START Exercise passage

Volumetric medical image compression using inter‐slice correlation switched prediction approach

With the advancement in medical data acquisition and telemedicine systems, image compression has become an important tool for image handling, as the tremendous amount of data generated in medical field needs to be stored and transmitted effectively. Volumetric MRI and CT images comprise a set of image slices that are correlated to each other. The prediction of the pixels in a slice depends not only upon the spatial information of the slice, but also the inter‐slice information to achieve compression. This article proposes an inter‐slice correlation switched predictor (ICSP) with block adaptive arithmetic encoding (BAAE) technique for 3D medical image data. The proposed ICSP exploits both inter‐slice and intra‐slice redundancies from the volumetric images efficiently. Novelty of the proposed technique is in selecting the correlation coefficient threshold (T ϒ ) for switching of ICSP. Resolution independent gradient edge detector (RIGED) at optimal prediction threshold value is proposed for intra‐slice prediction. Use of RIGED, which is modality and resolution independent, brings the novelty and improved performance for 3D prediction of volumetric images. BAAE is employed for encoding of prediction error image to resulting in higher compression efficiency. The proposed technique is also extended for higher bit depth volumetric medical images (16‐bit depth) presenting significant compression gain of 3D images. The performance of the proposed technique is compared with the state‐of‐the art techniques in terms of bits per pixel (BPP) for 8‐bit depth and was found to be 31.21%, 27.55%, 21.89%, and 2.39% better than the JPEG‐2000, CALIC, JPEG‐LS, M‐CALIC, and 3D‐CALIC respectively. The proposed technique is 11.86%, 8.56%, 7.97%, 6.80%, and 4.86% better than the M‐CALIC, 3D CALIC, JPEG‐2000, JPEG‐LS and CALIC respectively for 16‐bit depth image datasets. The average value of compression ratio for 8‐bit and 16‐bit image dataset is obtained as 3.70 and 3.11 respectively by the proposed technique.

END Exercise passage

Work task. In the medical image compression abstract, what average compression ratio does the proposed technique reach on the 16-bit image dataset?

START Data extract

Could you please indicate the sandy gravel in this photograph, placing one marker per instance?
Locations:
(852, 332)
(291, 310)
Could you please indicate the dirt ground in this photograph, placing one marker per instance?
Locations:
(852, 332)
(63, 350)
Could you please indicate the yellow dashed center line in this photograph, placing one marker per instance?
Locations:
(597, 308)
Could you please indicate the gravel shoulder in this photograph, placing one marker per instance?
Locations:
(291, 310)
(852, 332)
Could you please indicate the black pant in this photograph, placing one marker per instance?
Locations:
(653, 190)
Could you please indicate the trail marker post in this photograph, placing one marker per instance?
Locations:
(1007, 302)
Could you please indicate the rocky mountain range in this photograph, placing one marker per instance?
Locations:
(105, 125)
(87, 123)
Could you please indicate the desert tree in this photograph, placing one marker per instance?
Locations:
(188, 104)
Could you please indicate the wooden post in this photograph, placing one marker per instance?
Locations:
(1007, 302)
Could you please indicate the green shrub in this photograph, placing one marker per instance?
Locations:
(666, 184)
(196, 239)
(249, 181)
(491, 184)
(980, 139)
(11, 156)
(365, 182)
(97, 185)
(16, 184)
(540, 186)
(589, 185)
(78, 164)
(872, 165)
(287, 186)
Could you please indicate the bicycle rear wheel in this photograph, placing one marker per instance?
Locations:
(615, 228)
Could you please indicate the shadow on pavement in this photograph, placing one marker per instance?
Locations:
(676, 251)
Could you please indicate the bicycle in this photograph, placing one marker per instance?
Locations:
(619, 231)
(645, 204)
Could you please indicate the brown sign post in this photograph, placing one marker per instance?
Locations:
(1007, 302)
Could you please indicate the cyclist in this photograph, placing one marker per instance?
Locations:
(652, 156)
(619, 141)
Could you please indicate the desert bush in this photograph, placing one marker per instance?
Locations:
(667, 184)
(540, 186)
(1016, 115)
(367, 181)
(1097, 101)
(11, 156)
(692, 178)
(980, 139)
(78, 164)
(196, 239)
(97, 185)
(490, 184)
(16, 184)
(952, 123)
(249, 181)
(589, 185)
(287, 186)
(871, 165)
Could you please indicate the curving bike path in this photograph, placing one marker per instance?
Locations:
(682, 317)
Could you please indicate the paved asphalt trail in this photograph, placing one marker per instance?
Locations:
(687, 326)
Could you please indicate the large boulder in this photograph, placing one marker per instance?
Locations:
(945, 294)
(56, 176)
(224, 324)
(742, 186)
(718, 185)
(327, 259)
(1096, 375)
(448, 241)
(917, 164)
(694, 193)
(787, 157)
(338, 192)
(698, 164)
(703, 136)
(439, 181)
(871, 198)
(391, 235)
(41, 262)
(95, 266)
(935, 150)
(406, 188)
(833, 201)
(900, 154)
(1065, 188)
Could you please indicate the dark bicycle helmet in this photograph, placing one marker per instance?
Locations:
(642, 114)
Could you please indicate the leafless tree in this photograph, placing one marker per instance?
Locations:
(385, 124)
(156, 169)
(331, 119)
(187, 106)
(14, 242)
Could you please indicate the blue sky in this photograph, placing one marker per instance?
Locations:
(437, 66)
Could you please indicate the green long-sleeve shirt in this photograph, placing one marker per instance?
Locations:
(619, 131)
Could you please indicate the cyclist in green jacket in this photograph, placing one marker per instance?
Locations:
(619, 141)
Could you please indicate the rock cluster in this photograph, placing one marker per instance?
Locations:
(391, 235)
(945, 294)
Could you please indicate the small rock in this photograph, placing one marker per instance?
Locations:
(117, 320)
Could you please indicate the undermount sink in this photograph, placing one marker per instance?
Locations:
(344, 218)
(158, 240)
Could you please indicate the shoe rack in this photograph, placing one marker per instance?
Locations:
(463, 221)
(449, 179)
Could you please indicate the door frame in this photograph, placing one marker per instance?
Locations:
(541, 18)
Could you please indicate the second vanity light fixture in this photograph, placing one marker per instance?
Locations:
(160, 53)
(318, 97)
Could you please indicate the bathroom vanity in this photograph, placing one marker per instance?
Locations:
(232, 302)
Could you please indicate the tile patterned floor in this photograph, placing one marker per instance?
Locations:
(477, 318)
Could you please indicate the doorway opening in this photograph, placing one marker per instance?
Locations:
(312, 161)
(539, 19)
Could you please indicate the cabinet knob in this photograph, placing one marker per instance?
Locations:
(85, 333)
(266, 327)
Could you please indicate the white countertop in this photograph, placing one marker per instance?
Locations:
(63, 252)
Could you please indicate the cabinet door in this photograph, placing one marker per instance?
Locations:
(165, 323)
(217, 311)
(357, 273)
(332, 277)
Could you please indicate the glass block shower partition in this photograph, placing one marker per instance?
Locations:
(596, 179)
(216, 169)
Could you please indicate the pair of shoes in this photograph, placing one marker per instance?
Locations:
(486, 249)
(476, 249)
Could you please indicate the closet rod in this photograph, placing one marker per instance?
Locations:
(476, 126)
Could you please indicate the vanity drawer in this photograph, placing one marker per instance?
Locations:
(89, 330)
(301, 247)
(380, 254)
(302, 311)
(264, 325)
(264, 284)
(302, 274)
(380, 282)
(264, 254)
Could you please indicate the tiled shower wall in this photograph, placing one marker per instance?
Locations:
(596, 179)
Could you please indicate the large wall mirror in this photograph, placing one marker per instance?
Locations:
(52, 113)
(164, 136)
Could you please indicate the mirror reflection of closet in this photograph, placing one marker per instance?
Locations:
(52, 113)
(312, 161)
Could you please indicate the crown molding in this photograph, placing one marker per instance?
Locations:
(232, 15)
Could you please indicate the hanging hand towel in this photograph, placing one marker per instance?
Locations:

END Data extract

Exercise output. 3.11